**WHAT TO DO**
Across the records below, count every line that contains the string "window", then report the count alone.

□ □ □ □ □

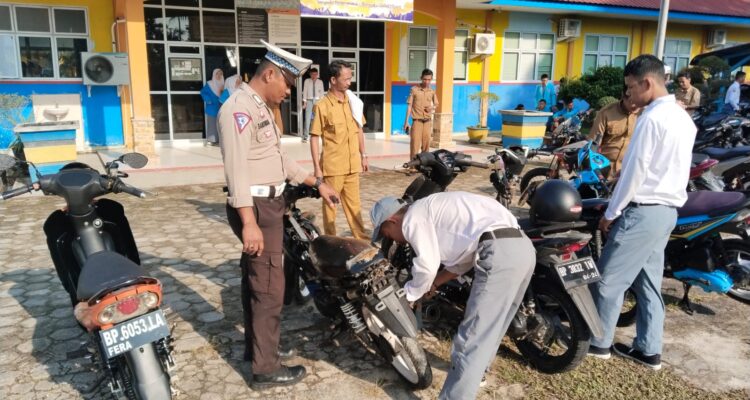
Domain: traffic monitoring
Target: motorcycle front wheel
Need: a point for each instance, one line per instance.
(564, 337)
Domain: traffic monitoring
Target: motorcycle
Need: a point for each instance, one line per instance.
(697, 254)
(352, 284)
(96, 258)
(591, 171)
(553, 325)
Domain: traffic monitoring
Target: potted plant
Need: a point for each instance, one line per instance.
(480, 131)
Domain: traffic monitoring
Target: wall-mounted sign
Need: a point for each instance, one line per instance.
(383, 10)
(185, 69)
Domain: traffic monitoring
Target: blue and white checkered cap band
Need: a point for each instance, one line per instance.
(282, 62)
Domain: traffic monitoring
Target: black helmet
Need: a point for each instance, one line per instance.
(555, 201)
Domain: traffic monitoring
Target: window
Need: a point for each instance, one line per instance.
(527, 55)
(677, 54)
(42, 42)
(603, 50)
(423, 52)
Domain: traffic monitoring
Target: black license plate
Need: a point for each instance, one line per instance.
(578, 272)
(134, 333)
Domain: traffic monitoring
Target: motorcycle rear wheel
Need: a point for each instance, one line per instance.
(571, 337)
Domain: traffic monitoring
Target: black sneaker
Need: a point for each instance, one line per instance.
(653, 362)
(599, 352)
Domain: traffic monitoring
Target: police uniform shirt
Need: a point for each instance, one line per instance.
(251, 147)
(419, 98)
(332, 120)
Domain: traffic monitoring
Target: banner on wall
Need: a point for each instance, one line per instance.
(381, 10)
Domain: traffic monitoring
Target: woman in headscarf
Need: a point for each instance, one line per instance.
(211, 93)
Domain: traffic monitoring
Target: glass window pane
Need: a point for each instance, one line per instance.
(343, 33)
(417, 62)
(371, 71)
(526, 67)
(187, 116)
(592, 43)
(371, 34)
(621, 45)
(36, 57)
(510, 66)
(528, 41)
(620, 61)
(220, 27)
(546, 42)
(418, 37)
(589, 63)
(459, 65)
(154, 23)
(32, 19)
(684, 48)
(70, 21)
(512, 40)
(461, 40)
(5, 24)
(314, 32)
(182, 25)
(69, 56)
(157, 73)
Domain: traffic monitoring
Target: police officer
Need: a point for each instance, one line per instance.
(255, 168)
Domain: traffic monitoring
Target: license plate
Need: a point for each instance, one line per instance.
(134, 333)
(578, 272)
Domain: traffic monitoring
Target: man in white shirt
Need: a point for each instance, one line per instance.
(463, 231)
(312, 91)
(732, 99)
(643, 209)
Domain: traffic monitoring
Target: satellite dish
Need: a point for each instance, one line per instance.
(99, 69)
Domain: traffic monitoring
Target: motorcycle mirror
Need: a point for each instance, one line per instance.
(134, 160)
(6, 162)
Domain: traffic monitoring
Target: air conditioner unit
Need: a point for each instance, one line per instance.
(105, 69)
(717, 37)
(569, 29)
(484, 43)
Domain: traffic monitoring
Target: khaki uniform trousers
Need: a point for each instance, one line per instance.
(348, 188)
(262, 287)
(421, 133)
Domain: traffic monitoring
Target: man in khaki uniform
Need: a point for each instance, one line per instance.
(422, 102)
(687, 95)
(613, 127)
(255, 168)
(343, 155)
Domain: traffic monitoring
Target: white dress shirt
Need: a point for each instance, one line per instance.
(733, 96)
(656, 166)
(444, 228)
(312, 89)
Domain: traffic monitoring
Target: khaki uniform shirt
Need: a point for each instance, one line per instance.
(251, 147)
(615, 127)
(419, 99)
(332, 120)
(690, 97)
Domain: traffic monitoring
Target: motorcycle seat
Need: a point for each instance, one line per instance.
(720, 154)
(104, 270)
(712, 203)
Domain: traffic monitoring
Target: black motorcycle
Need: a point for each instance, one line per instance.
(553, 325)
(352, 284)
(97, 261)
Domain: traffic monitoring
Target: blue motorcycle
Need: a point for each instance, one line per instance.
(588, 170)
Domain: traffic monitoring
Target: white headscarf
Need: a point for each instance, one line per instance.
(217, 82)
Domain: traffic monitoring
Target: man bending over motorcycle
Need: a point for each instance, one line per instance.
(463, 230)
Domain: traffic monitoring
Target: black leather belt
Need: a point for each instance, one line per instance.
(502, 233)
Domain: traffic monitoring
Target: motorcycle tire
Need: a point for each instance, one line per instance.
(559, 308)
(737, 250)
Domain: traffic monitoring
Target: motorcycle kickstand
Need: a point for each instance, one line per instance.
(685, 303)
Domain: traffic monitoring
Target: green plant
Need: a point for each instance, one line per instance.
(485, 101)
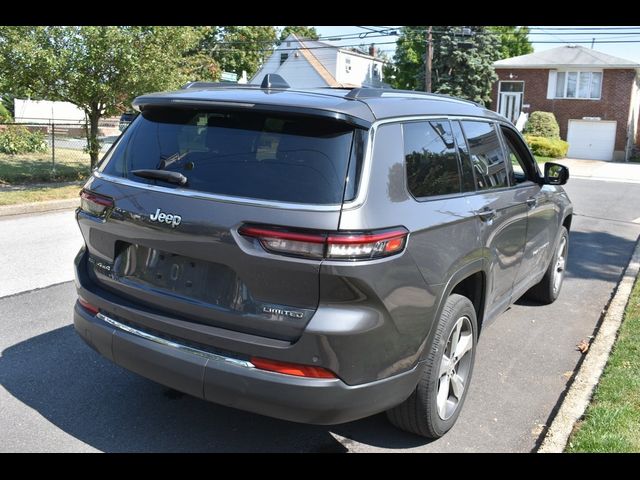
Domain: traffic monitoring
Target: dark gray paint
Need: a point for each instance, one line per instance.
(372, 319)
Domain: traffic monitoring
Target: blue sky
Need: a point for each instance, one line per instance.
(561, 35)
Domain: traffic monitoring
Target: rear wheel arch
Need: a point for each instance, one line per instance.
(463, 282)
(474, 288)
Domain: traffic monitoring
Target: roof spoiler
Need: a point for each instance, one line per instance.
(273, 80)
(216, 85)
(371, 92)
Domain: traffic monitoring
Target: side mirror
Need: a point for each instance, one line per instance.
(555, 174)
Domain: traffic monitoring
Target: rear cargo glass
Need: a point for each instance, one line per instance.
(245, 154)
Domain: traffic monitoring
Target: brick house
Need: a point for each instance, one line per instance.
(594, 96)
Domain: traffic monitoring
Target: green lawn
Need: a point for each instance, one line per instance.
(612, 421)
(71, 165)
(39, 193)
(542, 160)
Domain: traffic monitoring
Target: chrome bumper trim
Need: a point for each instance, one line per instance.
(177, 346)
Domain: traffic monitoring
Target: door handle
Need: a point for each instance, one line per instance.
(486, 214)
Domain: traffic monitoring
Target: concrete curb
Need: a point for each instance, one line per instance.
(579, 395)
(38, 207)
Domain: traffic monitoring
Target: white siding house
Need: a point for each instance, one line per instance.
(43, 111)
(309, 64)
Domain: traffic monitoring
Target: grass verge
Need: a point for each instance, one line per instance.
(39, 193)
(612, 421)
(71, 165)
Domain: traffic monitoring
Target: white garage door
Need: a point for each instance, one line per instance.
(592, 140)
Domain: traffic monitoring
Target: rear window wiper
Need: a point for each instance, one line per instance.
(171, 177)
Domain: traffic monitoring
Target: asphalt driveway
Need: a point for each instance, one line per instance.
(56, 394)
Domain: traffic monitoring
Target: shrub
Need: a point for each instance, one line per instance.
(547, 147)
(542, 124)
(15, 139)
(5, 116)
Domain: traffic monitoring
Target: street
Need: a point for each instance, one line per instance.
(56, 394)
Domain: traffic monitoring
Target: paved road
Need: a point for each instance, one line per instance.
(58, 395)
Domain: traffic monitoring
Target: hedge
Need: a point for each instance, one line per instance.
(547, 147)
(542, 124)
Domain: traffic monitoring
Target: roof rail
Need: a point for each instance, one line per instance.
(378, 92)
(365, 92)
(273, 80)
(217, 85)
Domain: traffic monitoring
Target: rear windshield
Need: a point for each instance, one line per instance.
(245, 154)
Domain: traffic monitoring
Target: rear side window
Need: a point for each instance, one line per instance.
(245, 154)
(487, 156)
(468, 181)
(430, 158)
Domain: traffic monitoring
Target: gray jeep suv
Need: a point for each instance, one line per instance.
(314, 255)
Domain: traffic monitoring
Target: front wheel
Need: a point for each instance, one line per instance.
(434, 406)
(548, 289)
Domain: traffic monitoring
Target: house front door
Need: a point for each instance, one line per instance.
(511, 105)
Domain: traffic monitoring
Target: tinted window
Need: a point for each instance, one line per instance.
(468, 182)
(245, 154)
(486, 154)
(431, 160)
(522, 166)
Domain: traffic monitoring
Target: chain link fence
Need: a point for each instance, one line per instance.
(55, 151)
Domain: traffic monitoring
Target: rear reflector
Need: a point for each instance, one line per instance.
(95, 204)
(329, 245)
(291, 368)
(88, 307)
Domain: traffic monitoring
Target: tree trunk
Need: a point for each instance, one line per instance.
(93, 144)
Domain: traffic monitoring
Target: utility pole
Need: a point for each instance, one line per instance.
(427, 77)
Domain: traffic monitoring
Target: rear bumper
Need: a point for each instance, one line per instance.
(230, 382)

□ □ □ □ □

**ANSWER BELOW**
5